:: Directions for this task ::
Reproduce all of the data below verbatim, line for line, without changing a single character.

:: Records ::

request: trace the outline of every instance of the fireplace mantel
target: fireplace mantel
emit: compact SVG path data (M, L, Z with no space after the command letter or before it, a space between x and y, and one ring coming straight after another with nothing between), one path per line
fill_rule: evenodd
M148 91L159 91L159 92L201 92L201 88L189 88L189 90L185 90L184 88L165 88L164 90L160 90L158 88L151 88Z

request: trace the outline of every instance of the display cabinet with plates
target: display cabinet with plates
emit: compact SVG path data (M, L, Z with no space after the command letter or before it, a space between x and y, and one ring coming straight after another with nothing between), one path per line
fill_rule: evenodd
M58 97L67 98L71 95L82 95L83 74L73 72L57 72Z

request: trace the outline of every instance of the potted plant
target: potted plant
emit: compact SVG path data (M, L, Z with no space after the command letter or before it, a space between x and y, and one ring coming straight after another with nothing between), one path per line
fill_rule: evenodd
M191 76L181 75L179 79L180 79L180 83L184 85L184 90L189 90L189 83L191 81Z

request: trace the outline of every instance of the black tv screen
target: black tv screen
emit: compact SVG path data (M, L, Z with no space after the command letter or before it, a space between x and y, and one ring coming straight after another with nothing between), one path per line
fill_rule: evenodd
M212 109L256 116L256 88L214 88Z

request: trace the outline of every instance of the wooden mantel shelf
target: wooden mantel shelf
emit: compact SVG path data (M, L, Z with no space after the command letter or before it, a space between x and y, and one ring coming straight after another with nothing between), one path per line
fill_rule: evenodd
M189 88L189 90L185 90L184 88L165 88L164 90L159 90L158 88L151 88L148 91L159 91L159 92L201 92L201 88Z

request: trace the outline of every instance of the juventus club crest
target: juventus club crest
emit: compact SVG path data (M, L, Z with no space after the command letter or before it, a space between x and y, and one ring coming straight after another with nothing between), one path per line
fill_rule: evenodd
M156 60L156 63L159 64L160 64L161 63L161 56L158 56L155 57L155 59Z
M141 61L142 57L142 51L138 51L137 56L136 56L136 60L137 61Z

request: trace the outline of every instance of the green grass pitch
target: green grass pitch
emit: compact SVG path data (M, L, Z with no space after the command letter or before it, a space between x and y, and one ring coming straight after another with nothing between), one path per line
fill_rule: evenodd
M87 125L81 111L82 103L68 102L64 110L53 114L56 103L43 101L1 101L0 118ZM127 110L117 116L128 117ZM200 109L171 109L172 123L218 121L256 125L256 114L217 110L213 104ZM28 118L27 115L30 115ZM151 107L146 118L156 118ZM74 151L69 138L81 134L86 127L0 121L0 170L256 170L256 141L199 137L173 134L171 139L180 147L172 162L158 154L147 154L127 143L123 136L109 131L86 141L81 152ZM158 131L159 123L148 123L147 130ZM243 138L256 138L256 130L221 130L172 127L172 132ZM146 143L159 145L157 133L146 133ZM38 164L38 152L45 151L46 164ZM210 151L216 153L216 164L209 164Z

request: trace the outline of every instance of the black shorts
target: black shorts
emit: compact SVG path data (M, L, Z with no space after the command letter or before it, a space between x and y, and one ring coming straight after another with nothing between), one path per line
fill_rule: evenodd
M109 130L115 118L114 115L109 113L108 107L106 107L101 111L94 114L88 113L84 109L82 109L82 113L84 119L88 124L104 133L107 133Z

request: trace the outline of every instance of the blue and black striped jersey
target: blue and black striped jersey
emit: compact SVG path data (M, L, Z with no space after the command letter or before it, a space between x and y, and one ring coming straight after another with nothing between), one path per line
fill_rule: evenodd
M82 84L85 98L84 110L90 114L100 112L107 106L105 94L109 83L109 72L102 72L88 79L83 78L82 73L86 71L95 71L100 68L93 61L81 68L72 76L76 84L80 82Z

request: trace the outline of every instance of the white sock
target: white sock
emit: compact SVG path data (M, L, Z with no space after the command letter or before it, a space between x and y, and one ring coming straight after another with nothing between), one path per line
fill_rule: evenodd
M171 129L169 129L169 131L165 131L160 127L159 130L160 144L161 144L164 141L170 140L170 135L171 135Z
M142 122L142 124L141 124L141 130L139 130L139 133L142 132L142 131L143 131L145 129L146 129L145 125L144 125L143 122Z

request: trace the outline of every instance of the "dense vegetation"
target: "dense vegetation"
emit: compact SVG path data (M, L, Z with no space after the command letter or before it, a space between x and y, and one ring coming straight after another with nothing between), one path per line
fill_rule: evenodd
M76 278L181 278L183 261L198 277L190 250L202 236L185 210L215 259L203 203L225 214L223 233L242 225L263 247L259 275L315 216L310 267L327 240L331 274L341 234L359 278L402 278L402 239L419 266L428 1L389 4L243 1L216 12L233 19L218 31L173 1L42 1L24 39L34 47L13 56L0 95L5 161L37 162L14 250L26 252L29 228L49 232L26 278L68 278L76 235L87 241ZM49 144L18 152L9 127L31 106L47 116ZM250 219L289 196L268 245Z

:: Result ::
request: trace the outline of every instance of the fireplace mantel
target: fireplace mantel
emit: compact SVG path data (M, L, Z with no space after the command letter or before it, a space between x and y, and one ring coming straight after another with nothing between), one path per line
fill_rule: evenodd
M148 91L159 91L159 92L201 92L201 88L189 88L189 90L185 90L184 88L165 88L164 90L160 90L158 88L151 88Z

request: trace the outline of every instance of the display cabinet with plates
target: display cabinet with plates
emit: compact SVG path data (M, L, Z with no space after the command letter or before it, a space between x and y, and one ring coming straight after another with nothing between), one path per line
fill_rule: evenodd
M58 97L67 98L71 95L82 95L83 74L73 72L57 72Z

request: trace the outline of every instance of the potted plant
target: potted plant
emit: compact SVG path data (M, L, Z with no space after the command letter or before it, a space between x and y, and one ring coming straight after another with nothing between), one path per line
fill_rule: evenodd
M191 76L181 75L179 79L180 79L180 83L184 85L184 90L189 90L189 83L191 81Z

request: trace the outline of every instance of the black tv screen
target: black tv screen
emit: compact SVG path data (M, L, Z with no space after the command letter or before it, a space between x and y, and one ring coming straight after another with nothing between), one path per line
fill_rule: evenodd
M212 109L256 116L256 88L214 88Z

request: trace the outline of every instance of the wooden mantel shelf
target: wooden mantel shelf
emit: compact SVG path data (M, L, Z with no space after the command letter or before it, a space between x and y, and one ring coming straight after another with nothing between), one path per line
fill_rule: evenodd
M189 88L189 90L185 90L184 88L165 88L164 90L159 90L158 88L151 88L148 91L159 91L159 92L201 92L201 88Z

request: trace the outline of every instance of the juventus club crest
target: juventus club crest
emit: compact SVG path data (M, L, Z with no space after the command letter or before it, a space between x and y, and one ring coming straight after another with nothing between), one path per line
fill_rule: evenodd
M156 60L156 63L159 64L160 64L161 63L161 56L158 56L155 57L155 59Z
M141 61L142 57L142 51L138 51L137 56L136 56L136 60L137 61Z

request: trace the outline of every instance of the green grass pitch
target: green grass pitch
emit: compact SVG path data (M, L, Z with no space after the command letter or before it, a space between x and y, and one ring coming straight after another with nothing between), one path per line
fill_rule: evenodd
M87 125L81 111L82 103L68 102L64 110L53 114L56 103L43 101L1 101L0 118ZM127 110L117 116L128 117ZM200 109L171 109L172 123L218 121L256 125L256 114L217 110L213 104ZM28 118L27 115L30 115ZM151 107L146 118L156 118ZM74 151L69 138L81 134L86 127L0 121L0 170L256 170L256 141L199 137L173 134L171 139L180 147L172 162L158 154L147 154L127 143L123 136L109 131L86 141L81 152ZM158 131L159 123L148 123L147 130ZM243 138L256 138L256 130L221 130L172 127L172 132ZM146 143L159 145L157 133L146 133ZM38 164L38 152L45 151L46 164ZM210 151L216 153L216 164L209 164Z

request: trace the outline of every instance of the black shorts
target: black shorts
emit: compact SVG path data (M, L, Z with no space after the command letter or before it, a space between x and y, and one ring coming straight after another with nothing between), one path per line
fill_rule: evenodd
M109 130L115 118L114 115L109 113L108 107L106 107L101 111L94 114L88 113L84 109L82 109L82 113L84 119L88 124L104 133L107 133Z

request: trace the outline of every instance of the blue and black striped jersey
target: blue and black striped jersey
emit: compact SVG path data (M, L, Z with no space after the command letter or before it, a space between x and y, and one ring coming straight after another with nothing between), one path per line
fill_rule: evenodd
M82 84L85 98L84 110L90 114L100 112L107 106L105 94L109 83L109 72L102 72L88 79L83 78L82 73L86 71L95 71L100 68L93 61L81 68L72 76L76 84L80 82Z

request: trace the outline of every instance of the white sock
target: white sock
emit: compact SVG path data (M, L, Z with no space after the command letter or before it, a space between x and y, and one ring coming straight after another with nothing between), one path per line
fill_rule: evenodd
M171 129L169 129L169 131L165 131L160 127L159 130L160 144L161 144L164 141L170 140L170 135L171 135Z
M142 122L142 124L141 124L141 130L139 130L139 133L142 132L142 131L143 131L145 129L146 129L145 125L144 125L143 122Z

request: trace the outline of every instance of the "dense vegetation"
target: "dense vegetation"
emit: compact SVG path data (M, L, Z with no space after the command letter or before it, a space between x and y, and one ring coming straight after another with nothing between), one path per line
fill_rule: evenodd
M76 278L181 278L183 261L198 277L190 250L202 236L185 210L215 259L203 203L225 214L223 233L242 225L263 247L259 275L315 216L310 267L327 240L331 274L341 234L359 278L402 278L402 239L419 266L428 1L389 4L243 1L216 12L233 19L218 31L173 1L42 1L24 39L34 47L13 56L0 95L5 161L37 162L14 250L26 252L29 228L49 232L26 278L68 278L76 235L87 241ZM49 144L18 152L9 127L31 106L47 116ZM250 219L289 196L268 245Z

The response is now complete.